WORK TO COMPLETE: Extract the full set of records that follows, word for word.

DATA SUPPLIED:
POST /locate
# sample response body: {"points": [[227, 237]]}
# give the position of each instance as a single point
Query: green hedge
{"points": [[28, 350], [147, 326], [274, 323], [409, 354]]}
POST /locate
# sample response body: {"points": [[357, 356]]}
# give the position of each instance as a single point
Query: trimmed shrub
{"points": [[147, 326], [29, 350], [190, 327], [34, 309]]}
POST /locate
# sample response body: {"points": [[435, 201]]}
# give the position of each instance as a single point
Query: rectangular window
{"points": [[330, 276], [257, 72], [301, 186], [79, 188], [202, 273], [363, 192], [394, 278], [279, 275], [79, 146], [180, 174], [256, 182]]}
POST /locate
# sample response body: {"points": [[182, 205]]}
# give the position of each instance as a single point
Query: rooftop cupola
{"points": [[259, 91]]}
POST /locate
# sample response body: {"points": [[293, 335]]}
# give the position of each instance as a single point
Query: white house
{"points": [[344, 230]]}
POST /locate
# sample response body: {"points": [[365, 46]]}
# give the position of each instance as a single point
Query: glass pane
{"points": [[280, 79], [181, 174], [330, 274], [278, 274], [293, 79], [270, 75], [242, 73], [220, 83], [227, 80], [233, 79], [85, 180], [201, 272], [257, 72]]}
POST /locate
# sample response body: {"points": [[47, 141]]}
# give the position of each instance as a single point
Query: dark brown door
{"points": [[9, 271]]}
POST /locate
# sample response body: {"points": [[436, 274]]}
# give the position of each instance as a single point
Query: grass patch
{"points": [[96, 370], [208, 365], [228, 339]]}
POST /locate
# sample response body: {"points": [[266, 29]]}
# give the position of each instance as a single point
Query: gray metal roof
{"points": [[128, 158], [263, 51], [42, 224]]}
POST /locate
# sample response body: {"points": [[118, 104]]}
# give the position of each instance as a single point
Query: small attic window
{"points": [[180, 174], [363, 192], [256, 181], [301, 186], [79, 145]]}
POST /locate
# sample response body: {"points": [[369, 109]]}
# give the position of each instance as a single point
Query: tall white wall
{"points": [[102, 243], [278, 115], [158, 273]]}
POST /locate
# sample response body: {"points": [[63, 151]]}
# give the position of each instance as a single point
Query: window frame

IN RESPONSE:
POST /locate
# sample response body: {"points": [[227, 237]]}
# give the position of each instance as a single point
Query: green hedge
{"points": [[28, 350], [147, 326], [274, 323], [409, 354]]}
POST /locate
# sample response body: {"points": [[357, 356]]}
# give the position of each instance as a single point
Query: trimmed shrub
{"points": [[147, 326], [29, 350], [190, 327], [34, 309]]}
POST /locate
# sample response body: {"points": [[435, 201]]}
# give the position of each instance as a single point
Query: rectangular window
{"points": [[330, 276], [257, 72], [301, 186], [79, 188], [202, 273], [363, 192], [394, 278], [279, 275], [79, 146], [180, 174], [256, 182]]}
POST /locate
# sample response body: {"points": [[182, 205]]}
# give the position of each instance as a single point
Query: rooftop cupola
{"points": [[259, 91]]}
POST /locate
# sample response body: {"points": [[293, 335]]}
# give the position of each instance as a single point
Query: white house
{"points": [[344, 230]]}
POST /locate
# sample response body: {"points": [[365, 46]]}
# give the position of each instance as a single point
Query: glass pane
{"points": [[280, 79], [181, 174], [330, 274], [278, 274], [293, 79], [270, 75], [242, 73], [220, 83], [227, 80], [233, 79], [85, 180], [201, 272], [257, 72]]}
POST /locate
# sample response body: {"points": [[47, 141]]}
# give the position of each instance as a single point
Query: dark brown door
{"points": [[9, 271]]}
POST /locate
# sample response body: {"points": [[436, 274]]}
# give the position of each instance as a single point
Query: grass patch
{"points": [[96, 370], [208, 365], [228, 339]]}
POST /locate
# sample response body: {"points": [[266, 29]]}
# give the position of each instance as a single point
Query: gray metal roof
{"points": [[128, 158], [263, 51], [42, 224]]}
POST /locate
# sample response body: {"points": [[118, 104]]}
# give the position of each instance as a single point
Query: small attic window
{"points": [[180, 174], [363, 192], [256, 181], [301, 186], [79, 145]]}
POST /locate
# sample response body: {"points": [[369, 109]]}
# give the position of each instance as a single point
Query: tall white wall
{"points": [[102, 243], [278, 115], [158, 273]]}
POST /locate
# sample response body: {"points": [[63, 151]]}
# give the position of each instance as a single point
Query: window frame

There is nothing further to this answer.